:: Given data ::

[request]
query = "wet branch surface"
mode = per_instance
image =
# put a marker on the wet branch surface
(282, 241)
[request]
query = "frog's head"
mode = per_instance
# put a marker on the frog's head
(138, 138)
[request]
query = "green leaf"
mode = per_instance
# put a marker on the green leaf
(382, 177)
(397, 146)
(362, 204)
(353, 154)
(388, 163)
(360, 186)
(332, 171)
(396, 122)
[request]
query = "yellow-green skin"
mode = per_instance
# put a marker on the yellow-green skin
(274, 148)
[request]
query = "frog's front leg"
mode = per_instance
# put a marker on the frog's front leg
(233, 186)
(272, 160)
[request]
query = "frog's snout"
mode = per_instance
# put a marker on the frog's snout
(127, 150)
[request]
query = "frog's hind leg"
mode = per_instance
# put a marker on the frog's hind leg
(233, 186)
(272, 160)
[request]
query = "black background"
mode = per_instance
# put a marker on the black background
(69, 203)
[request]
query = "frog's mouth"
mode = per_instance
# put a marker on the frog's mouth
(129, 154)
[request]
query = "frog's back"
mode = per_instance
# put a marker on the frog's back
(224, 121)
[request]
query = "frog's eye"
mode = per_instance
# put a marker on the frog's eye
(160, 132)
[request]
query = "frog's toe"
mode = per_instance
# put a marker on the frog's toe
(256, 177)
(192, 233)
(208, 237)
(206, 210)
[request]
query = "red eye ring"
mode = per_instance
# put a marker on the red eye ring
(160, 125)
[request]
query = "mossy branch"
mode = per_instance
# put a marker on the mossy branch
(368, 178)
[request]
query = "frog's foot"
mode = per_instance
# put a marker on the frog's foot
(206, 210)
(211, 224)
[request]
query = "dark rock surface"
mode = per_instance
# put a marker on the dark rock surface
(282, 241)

:::
:: Given data ::

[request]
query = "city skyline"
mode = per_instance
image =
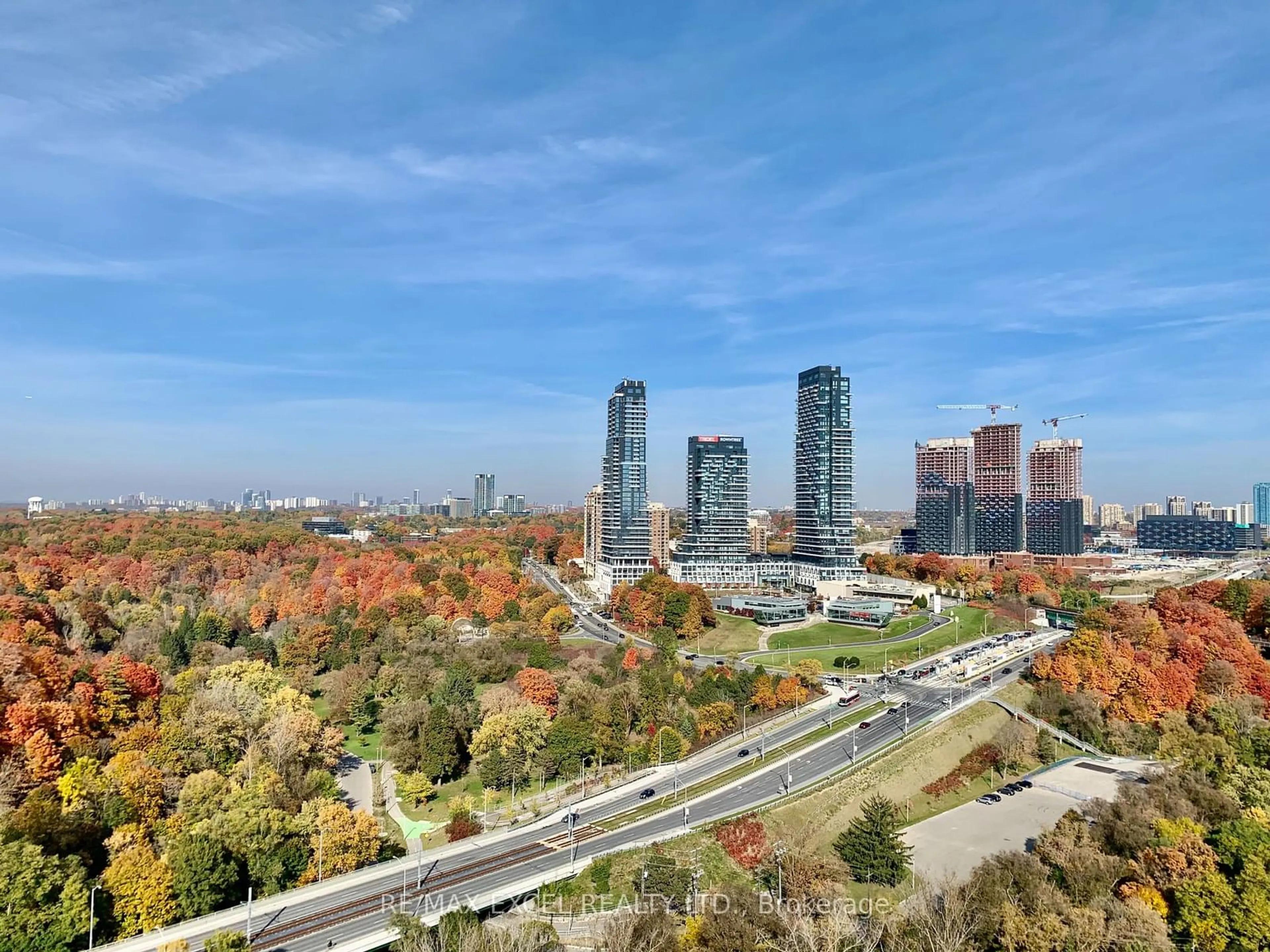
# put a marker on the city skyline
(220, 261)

:::
:: Given data ::

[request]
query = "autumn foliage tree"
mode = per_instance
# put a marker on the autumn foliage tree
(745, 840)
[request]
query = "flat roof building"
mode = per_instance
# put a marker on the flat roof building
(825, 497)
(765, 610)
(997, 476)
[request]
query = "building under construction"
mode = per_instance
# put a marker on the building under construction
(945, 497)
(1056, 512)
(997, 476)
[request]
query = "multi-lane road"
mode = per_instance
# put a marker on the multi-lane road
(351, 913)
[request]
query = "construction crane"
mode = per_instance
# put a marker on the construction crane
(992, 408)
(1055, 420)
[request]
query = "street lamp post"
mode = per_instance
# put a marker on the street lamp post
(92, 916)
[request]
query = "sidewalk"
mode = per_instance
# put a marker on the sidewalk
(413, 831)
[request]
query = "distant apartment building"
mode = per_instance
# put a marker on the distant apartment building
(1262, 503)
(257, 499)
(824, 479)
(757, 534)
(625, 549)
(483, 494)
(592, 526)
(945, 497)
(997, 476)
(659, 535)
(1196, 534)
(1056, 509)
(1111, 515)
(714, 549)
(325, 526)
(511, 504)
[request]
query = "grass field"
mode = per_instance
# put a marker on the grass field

:::

Exercise details –
How many lines in the records contain the string "flat"? Give only the number.

Completed task –
2